Answer these from the medical student's question below:
1. How many years of life expectancy does the question give for the Cornell study?
2. How many years does it give for untreated patients?
3. What disease does it name as an example of a chronic condition?

§ **TEXT FOR ANALYSIS**
# # #

|medical students question
Sep 6, 2003
As a medical student hoping to major in HIV medicine and treatment whether in the states or with the WHO I would like to know your realistic assesment of the life expectancy of HIV patients with access to HAART and near perfect adherence? Some of my professors have pointed to the Cornell test (16years)as a bench mark while other researchers and professors have argued that the introduction of powerful new HAART era drugs have considerably altered this equation meaning that as future doctors we are looking at treatments for patients that approach normal life expectancy (30years+) as opposed to 8-10 untreated and 16 in Cornell study. What are your thoughts?
Also with continual development of new more potent retrovirals my professor argued that even if we assume exhaustion of current regimens and resistance thru mutation that even a gradual growth of new drugs (assuming limited side effects) will contribute to the near normal life expectancy that we are hoping to nurture. Would you agree?
Also do you believe we are closer to making HIV a chronic disease condition (as observed in diabetes etc) and no longer a fatal illness?

# # #

§ **DATA TO EXAMINE**
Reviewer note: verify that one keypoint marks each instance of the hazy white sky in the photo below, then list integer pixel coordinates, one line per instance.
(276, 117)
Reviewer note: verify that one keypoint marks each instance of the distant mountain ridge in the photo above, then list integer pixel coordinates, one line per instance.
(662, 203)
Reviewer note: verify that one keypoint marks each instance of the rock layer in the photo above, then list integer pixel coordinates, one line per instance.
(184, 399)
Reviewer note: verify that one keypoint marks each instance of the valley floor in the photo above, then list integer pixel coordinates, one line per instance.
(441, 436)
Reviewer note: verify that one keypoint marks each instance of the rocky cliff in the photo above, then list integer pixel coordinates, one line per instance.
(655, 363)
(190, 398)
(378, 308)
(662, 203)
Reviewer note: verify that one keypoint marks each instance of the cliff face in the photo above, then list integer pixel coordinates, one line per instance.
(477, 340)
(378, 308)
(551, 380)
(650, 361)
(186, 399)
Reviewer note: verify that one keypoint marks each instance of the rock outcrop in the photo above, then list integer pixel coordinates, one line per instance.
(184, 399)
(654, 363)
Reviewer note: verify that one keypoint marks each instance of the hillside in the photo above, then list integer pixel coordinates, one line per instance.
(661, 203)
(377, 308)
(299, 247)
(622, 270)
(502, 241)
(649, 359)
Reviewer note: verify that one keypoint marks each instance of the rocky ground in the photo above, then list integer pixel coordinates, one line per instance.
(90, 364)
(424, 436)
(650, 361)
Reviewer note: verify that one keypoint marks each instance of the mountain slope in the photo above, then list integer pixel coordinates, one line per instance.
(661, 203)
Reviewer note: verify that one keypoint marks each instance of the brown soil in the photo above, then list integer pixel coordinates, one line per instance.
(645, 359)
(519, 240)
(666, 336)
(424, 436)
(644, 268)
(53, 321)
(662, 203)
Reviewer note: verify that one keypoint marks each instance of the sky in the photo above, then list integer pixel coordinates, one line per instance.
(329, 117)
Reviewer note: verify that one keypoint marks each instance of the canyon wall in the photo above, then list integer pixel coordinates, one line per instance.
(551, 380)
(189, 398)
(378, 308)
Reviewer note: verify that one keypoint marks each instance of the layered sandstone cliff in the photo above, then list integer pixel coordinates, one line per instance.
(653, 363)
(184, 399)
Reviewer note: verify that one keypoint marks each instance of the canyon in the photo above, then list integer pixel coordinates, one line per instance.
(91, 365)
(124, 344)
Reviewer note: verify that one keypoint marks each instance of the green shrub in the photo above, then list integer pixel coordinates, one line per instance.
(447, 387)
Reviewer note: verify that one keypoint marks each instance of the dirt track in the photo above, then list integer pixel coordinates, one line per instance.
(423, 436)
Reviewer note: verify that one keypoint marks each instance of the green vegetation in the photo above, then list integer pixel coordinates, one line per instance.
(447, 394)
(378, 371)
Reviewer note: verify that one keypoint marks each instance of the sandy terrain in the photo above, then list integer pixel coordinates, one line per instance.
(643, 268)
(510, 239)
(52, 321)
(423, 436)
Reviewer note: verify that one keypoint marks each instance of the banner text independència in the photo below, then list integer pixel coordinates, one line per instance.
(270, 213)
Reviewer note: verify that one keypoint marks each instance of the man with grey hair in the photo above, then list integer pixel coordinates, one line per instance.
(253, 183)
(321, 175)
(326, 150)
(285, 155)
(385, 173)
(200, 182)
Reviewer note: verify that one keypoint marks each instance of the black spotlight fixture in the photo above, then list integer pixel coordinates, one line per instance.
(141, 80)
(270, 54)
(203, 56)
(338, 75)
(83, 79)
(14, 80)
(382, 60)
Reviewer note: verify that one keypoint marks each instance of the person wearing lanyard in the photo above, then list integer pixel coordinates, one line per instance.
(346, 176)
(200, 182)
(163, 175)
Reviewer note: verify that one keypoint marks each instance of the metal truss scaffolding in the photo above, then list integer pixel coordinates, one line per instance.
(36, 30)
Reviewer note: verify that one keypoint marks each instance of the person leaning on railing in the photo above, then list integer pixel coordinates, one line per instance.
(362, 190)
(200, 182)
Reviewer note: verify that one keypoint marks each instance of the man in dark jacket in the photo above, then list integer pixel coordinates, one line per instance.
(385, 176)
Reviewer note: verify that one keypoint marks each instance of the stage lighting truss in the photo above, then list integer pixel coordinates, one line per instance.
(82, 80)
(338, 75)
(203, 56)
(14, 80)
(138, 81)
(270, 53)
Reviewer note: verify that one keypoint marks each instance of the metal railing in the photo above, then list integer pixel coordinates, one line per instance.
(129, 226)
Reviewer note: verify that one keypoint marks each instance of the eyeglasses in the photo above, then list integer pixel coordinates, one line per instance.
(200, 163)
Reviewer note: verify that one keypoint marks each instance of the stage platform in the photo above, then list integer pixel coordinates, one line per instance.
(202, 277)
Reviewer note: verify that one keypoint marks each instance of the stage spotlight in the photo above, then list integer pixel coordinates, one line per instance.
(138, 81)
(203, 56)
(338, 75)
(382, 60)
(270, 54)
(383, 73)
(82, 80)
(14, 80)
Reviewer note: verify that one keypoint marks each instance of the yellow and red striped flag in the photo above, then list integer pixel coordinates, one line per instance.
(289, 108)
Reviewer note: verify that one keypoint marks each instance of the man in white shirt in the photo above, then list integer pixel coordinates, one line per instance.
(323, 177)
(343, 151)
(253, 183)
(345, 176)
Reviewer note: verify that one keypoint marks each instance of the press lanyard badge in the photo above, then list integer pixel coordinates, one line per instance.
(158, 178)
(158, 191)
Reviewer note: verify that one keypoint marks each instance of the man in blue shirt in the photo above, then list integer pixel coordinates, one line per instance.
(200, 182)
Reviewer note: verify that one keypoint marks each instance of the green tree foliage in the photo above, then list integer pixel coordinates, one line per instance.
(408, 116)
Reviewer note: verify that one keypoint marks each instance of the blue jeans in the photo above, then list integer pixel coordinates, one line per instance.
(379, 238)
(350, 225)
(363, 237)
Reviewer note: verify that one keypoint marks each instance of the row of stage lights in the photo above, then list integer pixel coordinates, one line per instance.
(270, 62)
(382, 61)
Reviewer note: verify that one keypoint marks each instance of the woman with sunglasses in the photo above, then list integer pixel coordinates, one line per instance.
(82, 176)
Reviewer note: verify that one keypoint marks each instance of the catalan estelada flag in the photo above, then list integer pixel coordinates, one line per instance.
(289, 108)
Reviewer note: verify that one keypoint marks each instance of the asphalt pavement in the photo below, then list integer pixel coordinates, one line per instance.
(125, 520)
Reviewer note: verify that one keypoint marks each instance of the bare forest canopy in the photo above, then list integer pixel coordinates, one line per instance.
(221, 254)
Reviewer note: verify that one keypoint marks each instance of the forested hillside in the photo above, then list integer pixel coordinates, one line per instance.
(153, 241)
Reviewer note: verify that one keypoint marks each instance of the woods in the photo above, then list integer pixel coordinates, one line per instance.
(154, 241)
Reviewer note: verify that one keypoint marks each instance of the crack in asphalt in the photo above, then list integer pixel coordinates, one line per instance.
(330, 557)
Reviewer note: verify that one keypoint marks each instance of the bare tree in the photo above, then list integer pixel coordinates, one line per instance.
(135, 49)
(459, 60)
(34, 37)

# # #

§ **EXERCISE OUTPUT**
1. 16 years
2. 8-10 years
3. Diabetes